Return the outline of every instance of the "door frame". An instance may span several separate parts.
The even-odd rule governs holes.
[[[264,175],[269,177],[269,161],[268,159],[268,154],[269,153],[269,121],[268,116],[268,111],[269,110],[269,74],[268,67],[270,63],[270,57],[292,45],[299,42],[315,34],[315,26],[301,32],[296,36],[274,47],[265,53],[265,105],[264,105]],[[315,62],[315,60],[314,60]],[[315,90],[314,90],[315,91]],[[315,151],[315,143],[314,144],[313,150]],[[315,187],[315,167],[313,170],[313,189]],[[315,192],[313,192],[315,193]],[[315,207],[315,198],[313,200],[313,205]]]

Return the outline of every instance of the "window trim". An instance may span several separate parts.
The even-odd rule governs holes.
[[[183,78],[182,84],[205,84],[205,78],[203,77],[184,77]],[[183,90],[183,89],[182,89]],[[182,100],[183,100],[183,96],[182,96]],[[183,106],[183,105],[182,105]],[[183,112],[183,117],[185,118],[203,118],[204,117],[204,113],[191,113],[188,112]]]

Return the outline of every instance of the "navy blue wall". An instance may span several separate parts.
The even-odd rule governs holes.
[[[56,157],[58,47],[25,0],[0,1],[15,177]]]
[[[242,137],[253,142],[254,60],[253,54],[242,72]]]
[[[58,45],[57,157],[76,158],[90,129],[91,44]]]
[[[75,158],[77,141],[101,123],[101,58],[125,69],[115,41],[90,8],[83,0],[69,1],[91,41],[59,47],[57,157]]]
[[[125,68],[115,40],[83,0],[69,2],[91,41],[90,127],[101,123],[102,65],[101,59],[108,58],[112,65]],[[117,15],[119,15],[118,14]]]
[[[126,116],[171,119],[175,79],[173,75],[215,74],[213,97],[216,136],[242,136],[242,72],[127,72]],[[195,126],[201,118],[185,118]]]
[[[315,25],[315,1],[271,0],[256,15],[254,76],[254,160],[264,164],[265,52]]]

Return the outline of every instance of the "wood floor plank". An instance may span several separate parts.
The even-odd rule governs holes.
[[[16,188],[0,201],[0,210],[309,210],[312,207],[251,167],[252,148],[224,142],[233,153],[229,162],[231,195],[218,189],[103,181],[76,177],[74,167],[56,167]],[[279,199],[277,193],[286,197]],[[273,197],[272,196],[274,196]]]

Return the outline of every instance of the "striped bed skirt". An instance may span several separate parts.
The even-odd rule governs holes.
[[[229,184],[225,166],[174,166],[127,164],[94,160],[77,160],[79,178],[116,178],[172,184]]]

************

Stated goal: Pick out every line of the listing above that contains the word "several", and copy each one in full.

Result of this exercise:
Return the outline of every instance of the "door frame". An instance may span several separate parts.
Return the outline of every instance of the "window trim". An instance may span several separate parts.
Return the outline of every instance of the "navy blue wall". An instance may span several separate parts.
Return the outline of every instance of the "wood floor plank". An instance may span several separate parts.
Return the outline of every instance of the "striped bed skirt". An instance may span several separate parts.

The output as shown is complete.